== Exercise prompt ==
Go through the records below and tally the lines that include "plant". Answer with the number only.

━━━━━ Available data ━━━━━

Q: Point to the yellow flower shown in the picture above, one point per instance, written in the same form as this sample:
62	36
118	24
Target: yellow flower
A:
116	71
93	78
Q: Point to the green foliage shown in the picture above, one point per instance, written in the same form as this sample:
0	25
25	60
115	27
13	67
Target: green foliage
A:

━━━━━
━━━━━ Available data ━━━━━

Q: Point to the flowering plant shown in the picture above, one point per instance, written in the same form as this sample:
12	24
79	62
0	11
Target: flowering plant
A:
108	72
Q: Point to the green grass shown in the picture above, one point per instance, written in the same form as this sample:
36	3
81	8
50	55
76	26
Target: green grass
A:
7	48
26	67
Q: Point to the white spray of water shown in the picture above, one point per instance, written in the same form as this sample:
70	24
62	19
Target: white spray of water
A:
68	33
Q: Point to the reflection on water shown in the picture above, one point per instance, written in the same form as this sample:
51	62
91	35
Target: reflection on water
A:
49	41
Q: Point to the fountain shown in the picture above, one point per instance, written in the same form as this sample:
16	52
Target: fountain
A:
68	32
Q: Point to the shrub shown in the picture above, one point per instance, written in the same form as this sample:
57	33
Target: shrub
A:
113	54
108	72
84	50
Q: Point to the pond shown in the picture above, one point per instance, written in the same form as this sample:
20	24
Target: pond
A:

━━━━━

== Exercise output ==
2